-- DO THIS --
Beginning with the line where "Check that one keypoint sits on every instance of the potted" appears, repeat every remaining line of the entries exactly, the last line included.

########

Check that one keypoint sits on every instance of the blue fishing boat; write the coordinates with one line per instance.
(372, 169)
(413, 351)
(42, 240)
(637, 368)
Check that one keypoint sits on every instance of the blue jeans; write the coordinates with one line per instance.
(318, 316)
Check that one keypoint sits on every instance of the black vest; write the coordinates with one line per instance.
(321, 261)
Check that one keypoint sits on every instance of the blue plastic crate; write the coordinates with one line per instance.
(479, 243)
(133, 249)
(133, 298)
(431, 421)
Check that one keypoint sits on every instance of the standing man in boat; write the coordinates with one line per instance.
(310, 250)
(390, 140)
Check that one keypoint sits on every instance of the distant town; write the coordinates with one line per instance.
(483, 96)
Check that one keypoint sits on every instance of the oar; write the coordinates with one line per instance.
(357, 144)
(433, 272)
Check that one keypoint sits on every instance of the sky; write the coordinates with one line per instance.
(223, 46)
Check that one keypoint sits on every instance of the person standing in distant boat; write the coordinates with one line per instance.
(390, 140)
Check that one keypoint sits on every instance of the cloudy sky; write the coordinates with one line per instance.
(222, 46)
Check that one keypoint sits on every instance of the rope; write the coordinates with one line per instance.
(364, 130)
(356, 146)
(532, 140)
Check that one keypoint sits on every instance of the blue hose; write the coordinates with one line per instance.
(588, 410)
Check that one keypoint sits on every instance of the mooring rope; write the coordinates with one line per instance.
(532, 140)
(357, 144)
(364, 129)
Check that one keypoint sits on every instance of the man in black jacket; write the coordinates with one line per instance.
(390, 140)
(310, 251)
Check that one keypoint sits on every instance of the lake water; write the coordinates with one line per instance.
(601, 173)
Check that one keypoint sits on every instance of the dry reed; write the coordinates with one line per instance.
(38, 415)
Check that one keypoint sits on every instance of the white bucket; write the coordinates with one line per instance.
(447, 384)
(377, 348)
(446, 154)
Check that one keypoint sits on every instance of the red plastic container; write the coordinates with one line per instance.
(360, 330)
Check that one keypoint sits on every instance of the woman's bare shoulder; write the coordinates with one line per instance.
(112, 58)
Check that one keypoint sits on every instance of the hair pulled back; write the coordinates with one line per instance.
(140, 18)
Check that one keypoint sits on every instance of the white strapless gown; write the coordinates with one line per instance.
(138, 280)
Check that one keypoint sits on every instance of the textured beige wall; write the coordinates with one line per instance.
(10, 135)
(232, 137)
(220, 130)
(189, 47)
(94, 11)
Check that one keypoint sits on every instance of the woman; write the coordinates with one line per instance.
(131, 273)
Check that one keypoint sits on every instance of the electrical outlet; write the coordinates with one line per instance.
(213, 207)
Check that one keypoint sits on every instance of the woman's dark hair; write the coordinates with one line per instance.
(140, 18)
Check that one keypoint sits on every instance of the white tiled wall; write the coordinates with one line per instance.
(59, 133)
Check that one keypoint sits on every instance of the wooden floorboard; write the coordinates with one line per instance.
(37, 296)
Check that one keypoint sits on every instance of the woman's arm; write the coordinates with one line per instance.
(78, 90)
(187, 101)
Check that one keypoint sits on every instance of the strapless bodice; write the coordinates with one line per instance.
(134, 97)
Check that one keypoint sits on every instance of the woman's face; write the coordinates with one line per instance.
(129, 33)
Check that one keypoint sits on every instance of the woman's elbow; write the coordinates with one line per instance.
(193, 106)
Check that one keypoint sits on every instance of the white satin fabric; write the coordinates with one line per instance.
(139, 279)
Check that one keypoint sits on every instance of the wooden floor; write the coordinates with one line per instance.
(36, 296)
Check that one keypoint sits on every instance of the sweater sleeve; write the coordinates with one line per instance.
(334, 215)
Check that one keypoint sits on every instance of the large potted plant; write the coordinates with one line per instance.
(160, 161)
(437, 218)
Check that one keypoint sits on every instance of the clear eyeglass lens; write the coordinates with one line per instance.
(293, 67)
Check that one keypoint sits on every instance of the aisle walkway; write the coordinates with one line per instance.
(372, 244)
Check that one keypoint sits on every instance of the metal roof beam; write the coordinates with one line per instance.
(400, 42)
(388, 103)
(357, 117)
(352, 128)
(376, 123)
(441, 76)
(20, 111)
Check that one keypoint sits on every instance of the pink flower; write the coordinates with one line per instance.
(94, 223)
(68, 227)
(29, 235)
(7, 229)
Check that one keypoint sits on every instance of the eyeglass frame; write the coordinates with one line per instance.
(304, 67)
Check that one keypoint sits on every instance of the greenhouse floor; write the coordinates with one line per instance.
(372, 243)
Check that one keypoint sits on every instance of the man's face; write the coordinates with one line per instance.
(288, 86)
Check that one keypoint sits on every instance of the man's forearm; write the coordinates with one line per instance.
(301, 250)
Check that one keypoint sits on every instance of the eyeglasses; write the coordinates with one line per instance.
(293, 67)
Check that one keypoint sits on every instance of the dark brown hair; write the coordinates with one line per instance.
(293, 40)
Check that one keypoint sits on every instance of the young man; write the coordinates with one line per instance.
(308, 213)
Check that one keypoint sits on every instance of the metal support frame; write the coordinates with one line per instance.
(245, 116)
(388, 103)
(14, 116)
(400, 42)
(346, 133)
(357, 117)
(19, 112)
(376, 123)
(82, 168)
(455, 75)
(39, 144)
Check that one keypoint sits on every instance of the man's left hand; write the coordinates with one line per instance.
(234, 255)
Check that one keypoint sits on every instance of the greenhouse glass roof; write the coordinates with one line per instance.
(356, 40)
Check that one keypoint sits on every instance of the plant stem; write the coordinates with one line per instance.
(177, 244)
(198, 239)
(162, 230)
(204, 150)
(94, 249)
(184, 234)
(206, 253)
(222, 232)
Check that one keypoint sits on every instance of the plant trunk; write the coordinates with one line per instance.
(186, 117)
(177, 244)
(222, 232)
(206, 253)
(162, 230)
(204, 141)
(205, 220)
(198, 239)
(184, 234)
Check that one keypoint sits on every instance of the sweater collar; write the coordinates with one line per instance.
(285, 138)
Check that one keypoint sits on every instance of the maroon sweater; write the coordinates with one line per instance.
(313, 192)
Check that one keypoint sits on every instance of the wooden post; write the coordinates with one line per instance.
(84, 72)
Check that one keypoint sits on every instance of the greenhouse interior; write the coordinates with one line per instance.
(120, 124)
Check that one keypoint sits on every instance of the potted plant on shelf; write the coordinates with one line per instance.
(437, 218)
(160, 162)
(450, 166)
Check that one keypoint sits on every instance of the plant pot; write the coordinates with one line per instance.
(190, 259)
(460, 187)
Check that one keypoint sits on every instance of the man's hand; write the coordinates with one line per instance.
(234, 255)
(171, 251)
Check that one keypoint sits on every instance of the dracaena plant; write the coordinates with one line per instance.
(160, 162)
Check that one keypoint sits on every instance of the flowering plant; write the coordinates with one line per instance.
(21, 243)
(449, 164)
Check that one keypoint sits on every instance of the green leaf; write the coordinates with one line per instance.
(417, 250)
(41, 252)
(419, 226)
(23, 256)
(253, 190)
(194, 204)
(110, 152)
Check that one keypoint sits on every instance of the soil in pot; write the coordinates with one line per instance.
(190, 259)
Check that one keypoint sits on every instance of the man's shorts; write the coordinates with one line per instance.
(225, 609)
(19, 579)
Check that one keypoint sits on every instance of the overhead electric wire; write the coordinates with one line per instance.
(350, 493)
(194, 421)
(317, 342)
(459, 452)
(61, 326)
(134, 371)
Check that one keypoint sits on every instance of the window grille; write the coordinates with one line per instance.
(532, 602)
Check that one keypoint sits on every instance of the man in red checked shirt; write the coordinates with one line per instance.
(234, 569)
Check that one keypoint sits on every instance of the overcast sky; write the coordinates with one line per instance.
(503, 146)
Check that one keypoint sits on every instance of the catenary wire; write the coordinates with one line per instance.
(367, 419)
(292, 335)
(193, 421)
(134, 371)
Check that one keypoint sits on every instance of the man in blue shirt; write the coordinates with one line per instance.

########

-- RIGHT ANSWER --
Check that one keypoint sits on every instance of the potted plant on shelf; write the coordinates with one line per instance.
(437, 218)
(160, 162)
(450, 166)
Check that one keypoint sits on every instance of the plant pot; write the coordinates with one line per instance.
(190, 259)
(460, 187)
Check that one keypoint sits on every instance of the man's hand; write the coordinates with one line per instance.
(234, 255)
(171, 251)
Check that one keypoint sits on every instance of the dracaena plant; write the coordinates with one line per instance.
(160, 162)
Check that one keypoint sits on every instance of the flowering plant; write the coordinates with one line per instance.
(21, 243)
(449, 164)
Check that one keypoint sits on every instance of the green leaf; write the coordinates with one line per instance.
(417, 250)
(41, 252)
(419, 226)
(23, 256)
(253, 190)
(194, 204)
(110, 152)
Check that one keypoint sits on every instance of the soil in pot; write the coordinates with one line per instance.
(190, 259)
Check that one keypoint sits on every instance of the man's shorts; write the coordinates with one line per instance.
(225, 609)
(19, 579)
Check that one keypoint sits on every instance of the overhead electric wire; write the coordinates with one line per instance.
(350, 493)
(194, 421)
(317, 342)
(459, 452)
(61, 326)
(134, 371)
Check that one keypoint sits on every instance of the window grille; write the coordinates with one line per instance.
(532, 602)
Check that one keypoint sits on every instance of the man in red checked shirt; write the coordinates with one line per instance.
(234, 569)
Check that one keypoint sits on every instance of the overcast sky; write the coordinates with one line per instance.
(503, 146)
Check that one keypoint sits on every instance of the catenary wire; write the coordinates with one line per instance.
(367, 419)
(292, 335)
(193, 421)
(134, 371)
Check that one keypoint sits on every instance of the man in blue shirt; write the coordinates with one line per instance.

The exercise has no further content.